Start of Information
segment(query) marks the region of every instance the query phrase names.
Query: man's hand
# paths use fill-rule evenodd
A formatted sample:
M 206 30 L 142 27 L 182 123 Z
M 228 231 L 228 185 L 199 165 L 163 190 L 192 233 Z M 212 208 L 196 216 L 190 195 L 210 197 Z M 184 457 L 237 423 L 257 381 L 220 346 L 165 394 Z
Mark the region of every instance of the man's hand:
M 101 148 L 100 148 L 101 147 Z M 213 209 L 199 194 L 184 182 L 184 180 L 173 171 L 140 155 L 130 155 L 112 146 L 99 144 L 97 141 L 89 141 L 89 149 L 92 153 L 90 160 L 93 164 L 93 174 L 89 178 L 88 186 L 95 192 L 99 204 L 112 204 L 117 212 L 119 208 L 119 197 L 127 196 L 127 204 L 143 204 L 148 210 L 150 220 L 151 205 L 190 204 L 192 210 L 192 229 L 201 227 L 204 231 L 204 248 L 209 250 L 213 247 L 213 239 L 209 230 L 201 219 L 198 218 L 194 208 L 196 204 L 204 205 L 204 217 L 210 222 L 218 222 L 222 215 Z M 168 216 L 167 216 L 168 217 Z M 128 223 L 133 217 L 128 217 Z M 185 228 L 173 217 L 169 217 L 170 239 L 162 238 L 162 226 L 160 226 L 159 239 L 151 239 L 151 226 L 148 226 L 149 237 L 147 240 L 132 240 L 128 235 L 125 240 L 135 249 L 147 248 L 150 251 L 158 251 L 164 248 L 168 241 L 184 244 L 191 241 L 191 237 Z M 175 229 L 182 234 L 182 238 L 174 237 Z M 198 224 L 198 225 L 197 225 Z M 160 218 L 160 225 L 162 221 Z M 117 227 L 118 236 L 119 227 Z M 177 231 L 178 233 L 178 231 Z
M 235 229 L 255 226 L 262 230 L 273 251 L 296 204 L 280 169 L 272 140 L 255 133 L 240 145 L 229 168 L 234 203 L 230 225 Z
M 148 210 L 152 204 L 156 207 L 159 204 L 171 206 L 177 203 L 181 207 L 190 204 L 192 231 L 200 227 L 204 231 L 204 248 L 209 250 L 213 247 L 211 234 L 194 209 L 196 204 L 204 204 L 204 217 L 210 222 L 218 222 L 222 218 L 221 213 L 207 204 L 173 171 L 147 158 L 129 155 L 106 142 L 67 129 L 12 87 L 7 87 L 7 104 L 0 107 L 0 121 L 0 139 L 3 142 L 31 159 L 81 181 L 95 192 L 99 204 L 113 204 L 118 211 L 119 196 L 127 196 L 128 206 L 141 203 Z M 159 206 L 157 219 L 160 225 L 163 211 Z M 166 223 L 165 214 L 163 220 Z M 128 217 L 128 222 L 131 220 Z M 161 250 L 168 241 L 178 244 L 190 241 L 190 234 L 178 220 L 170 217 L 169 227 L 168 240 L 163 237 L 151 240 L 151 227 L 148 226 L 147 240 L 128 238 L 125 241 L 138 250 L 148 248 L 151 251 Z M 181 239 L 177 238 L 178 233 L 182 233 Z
End of Information
● **Aim of the exercise**:
Exactly reproduce every line of the data above.

● **Solution for this task**:
segment(query) marks the region of every instance the query phrase names.
Query: man's hand
# paths use fill-rule evenodd
A formatted sample:
M 206 30 L 142 27 L 182 123 Z
M 228 231 L 228 185 L 199 165 L 163 190 L 192 233 Z M 212 208 L 196 216 L 190 195 L 210 197 Z M 184 457 L 237 423 L 257 381 L 220 346 L 165 394 Z
Mark the region of every instance of the man's hand:
M 101 148 L 100 148 L 101 147 Z M 213 209 L 199 194 L 184 182 L 184 180 L 173 171 L 140 155 L 130 155 L 112 146 L 99 144 L 97 141 L 89 141 L 89 149 L 92 153 L 90 160 L 93 164 L 93 174 L 89 178 L 88 186 L 95 192 L 99 204 L 112 204 L 117 212 L 119 208 L 119 197 L 127 196 L 127 204 L 143 204 L 148 210 L 150 220 L 151 205 L 190 204 L 192 210 L 192 229 L 201 227 L 204 231 L 204 248 L 209 250 L 213 247 L 213 239 L 209 230 L 201 219 L 198 218 L 194 208 L 196 204 L 204 205 L 204 217 L 210 222 L 218 222 L 222 215 Z M 168 216 L 167 216 L 168 217 Z M 128 223 L 133 217 L 128 217 Z M 185 228 L 173 217 L 169 217 L 170 239 L 162 238 L 162 226 L 160 226 L 159 239 L 151 239 L 151 226 L 148 226 L 149 237 L 147 240 L 132 240 L 128 235 L 125 240 L 135 249 L 147 248 L 150 251 L 158 251 L 164 248 L 168 241 L 184 244 L 191 241 L 191 237 Z M 175 229 L 182 234 L 182 238 L 174 237 Z M 198 224 L 198 225 L 197 225 Z M 160 218 L 160 225 L 162 221 Z M 117 227 L 118 236 L 119 227 Z M 177 231 L 178 233 L 178 231 Z
M 235 229 L 255 226 L 262 230 L 273 251 L 296 204 L 280 169 L 272 140 L 255 133 L 240 145 L 229 168 L 234 203 L 230 225 Z
M 148 210 L 152 204 L 156 207 L 159 204 L 171 206 L 177 203 L 181 207 L 190 204 L 192 231 L 200 227 L 204 231 L 204 248 L 209 250 L 213 247 L 211 234 L 194 209 L 196 204 L 204 204 L 204 217 L 210 222 L 218 222 L 222 218 L 221 213 L 207 204 L 173 171 L 147 158 L 129 155 L 106 142 L 67 129 L 12 87 L 7 87 L 7 104 L 0 107 L 0 121 L 0 139 L 3 142 L 31 159 L 81 181 L 95 192 L 99 204 L 113 204 L 118 211 L 119 196 L 127 196 L 128 206 L 141 203 Z M 159 206 L 157 219 L 160 225 L 163 211 Z M 166 223 L 165 214 L 163 220 Z M 128 217 L 128 222 L 131 220 Z M 161 250 L 168 241 L 178 244 L 190 241 L 190 234 L 178 220 L 170 217 L 169 227 L 168 240 L 163 237 L 151 240 L 151 227 L 148 226 L 147 240 L 128 238 L 125 241 L 138 250 L 148 248 L 151 251 Z M 181 239 L 177 238 L 178 233 L 182 233 Z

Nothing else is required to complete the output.